** Opening Records for the task block **

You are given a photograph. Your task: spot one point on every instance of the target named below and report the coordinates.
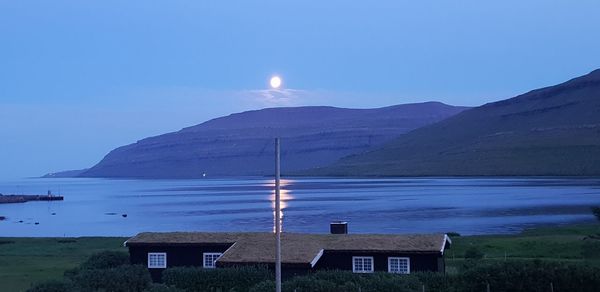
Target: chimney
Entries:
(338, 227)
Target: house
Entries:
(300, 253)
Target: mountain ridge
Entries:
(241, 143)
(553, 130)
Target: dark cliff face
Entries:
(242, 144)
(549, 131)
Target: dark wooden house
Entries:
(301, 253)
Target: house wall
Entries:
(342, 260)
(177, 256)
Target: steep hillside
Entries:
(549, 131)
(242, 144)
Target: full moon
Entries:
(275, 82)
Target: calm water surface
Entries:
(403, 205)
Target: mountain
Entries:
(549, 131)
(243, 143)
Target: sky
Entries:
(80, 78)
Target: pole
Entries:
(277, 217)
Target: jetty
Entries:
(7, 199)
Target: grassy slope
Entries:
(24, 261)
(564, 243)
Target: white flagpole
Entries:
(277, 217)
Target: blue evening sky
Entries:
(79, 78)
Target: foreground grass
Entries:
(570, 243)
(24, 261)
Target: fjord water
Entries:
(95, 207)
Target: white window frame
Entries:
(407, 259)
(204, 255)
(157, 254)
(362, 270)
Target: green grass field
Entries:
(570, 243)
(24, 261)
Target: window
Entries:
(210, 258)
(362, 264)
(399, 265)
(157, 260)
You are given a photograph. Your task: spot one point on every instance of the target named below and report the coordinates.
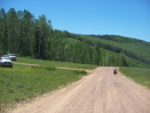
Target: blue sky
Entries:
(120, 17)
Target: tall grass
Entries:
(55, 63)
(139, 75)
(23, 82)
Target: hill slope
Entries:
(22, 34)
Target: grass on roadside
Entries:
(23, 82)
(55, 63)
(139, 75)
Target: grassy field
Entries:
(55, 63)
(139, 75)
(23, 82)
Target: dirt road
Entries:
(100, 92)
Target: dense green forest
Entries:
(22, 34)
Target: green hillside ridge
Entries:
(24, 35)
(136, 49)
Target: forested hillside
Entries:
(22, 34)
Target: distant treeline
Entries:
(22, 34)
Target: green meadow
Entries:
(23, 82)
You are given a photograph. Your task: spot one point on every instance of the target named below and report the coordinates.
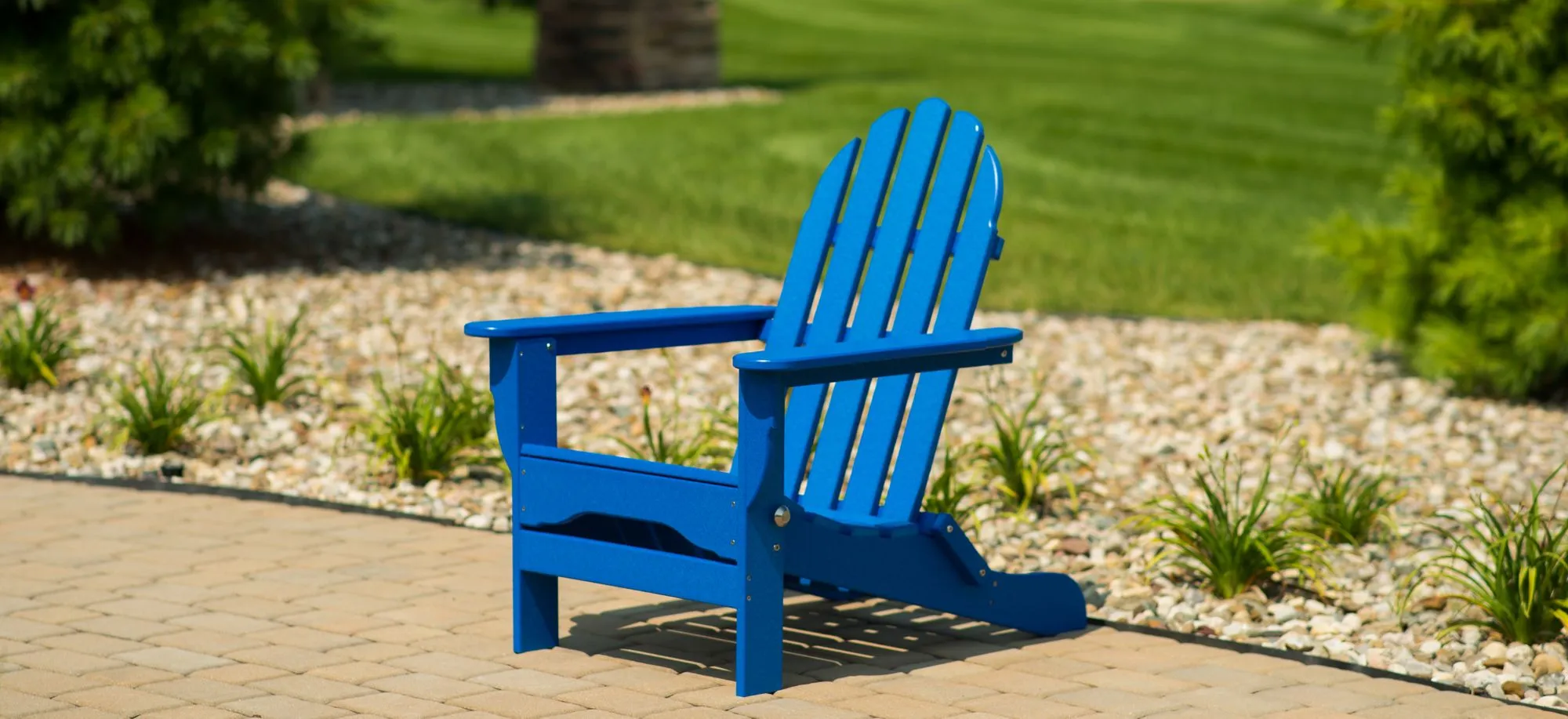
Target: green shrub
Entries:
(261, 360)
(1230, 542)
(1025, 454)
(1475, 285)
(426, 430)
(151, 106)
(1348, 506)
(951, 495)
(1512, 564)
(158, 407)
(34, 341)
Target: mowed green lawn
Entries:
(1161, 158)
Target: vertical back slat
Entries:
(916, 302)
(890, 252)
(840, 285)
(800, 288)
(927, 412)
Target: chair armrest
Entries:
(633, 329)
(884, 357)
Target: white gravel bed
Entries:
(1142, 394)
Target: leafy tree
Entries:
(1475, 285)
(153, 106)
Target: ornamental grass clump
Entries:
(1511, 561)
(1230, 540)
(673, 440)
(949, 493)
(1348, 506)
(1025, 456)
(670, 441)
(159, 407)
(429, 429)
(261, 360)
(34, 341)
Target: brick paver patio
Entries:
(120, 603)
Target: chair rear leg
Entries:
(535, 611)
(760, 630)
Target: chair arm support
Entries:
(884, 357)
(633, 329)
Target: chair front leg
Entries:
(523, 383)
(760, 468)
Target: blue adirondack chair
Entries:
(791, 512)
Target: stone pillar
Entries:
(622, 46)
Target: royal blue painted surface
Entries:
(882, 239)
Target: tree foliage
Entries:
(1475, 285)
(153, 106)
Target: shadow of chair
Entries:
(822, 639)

** Closing Records for the task block **

## [Assignment]
Determine how many lines of the listing above include the word "grassy", then write only that number.

## [Answer to this task]
2